* _REQUIRED WORK_: Copy all records verbatim.

* _RECORDS PROVIDED_:
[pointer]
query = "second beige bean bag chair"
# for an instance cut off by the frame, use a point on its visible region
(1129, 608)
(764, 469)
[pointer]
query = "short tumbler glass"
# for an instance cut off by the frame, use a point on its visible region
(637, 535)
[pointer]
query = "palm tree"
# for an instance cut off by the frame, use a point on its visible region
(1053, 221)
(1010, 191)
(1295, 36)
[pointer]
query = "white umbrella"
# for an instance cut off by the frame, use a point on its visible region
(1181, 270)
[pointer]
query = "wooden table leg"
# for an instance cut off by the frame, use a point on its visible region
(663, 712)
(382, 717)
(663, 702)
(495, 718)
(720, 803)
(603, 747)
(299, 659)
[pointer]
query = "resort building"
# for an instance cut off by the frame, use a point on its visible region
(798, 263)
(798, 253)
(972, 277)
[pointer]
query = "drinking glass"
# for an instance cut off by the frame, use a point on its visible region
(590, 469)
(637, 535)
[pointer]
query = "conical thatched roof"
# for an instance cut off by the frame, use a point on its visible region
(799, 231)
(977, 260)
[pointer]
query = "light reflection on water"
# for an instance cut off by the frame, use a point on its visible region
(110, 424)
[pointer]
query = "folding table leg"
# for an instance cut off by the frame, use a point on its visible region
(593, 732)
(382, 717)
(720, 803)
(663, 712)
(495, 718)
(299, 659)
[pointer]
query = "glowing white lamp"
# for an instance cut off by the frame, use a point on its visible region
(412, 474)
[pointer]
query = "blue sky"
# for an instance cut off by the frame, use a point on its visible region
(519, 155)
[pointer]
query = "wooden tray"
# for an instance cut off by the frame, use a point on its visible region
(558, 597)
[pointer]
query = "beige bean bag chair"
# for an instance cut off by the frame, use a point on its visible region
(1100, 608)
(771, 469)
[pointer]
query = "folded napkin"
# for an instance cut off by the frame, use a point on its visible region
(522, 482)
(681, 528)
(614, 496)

* _THE ANSWER_:
[pointer]
query = "second beige bean bag chair"
# for an instance cut off by the frame, use a point on its visible region
(1129, 608)
(764, 469)
[pointer]
query = "short tumbler glass"
# for an instance cut off by the frame, use a point on its visible region
(637, 535)
[pointer]
query = "palm tree"
# for an instance cut off by the frame, use a point on its visible region
(1053, 221)
(1010, 191)
(1295, 36)
[pointer]
query = "white umbrella"
# for an instance cut off by the frame, use a point on its visible region
(1181, 270)
[pointer]
query = "wooden table leg"
# for an instance cut off by the frame, use a point on its visible region
(663, 712)
(382, 717)
(663, 702)
(495, 718)
(720, 803)
(603, 747)
(299, 659)
[pointer]
query = "resort building"
# for an instance cut off by the frame, use a point on its visible region
(798, 263)
(798, 253)
(972, 277)
[pointer]
query = "drinking glass"
# for an instance cut off by the frame, use a point on its visible region
(590, 469)
(637, 535)
[pointer]
query = "conical thatched roof"
# for an instance cut off by the frame, use a point on its visible region
(799, 231)
(977, 260)
[pointer]
query = "light reflection on water"
# for an instance cut off by the frame, use a point on its visible region
(110, 424)
[pointer]
query = "folding table leg"
# for an instance cut off by the frame, use a point on its visible region
(593, 732)
(382, 717)
(720, 803)
(663, 712)
(495, 718)
(299, 659)
[pointer]
query = "glowing white lamp"
# for an instance cut off by the frame, use a point on its visible region
(412, 474)
[pointer]
query = "blue sky"
# for an instance cut off by the frame, use a point on its visible region
(519, 155)
[pointer]
query = "wooden tray"
# for an instance cut off by the frame, use a point on its visible region
(558, 597)
[pointer]
query = "beige bean bag chair"
# for an instance cut off by the frame, use a point on its visible region
(1100, 608)
(771, 469)
[pointer]
query = "folded napkin"
# for an instance cut off by the frame, use a point on its visible region
(522, 482)
(681, 528)
(614, 496)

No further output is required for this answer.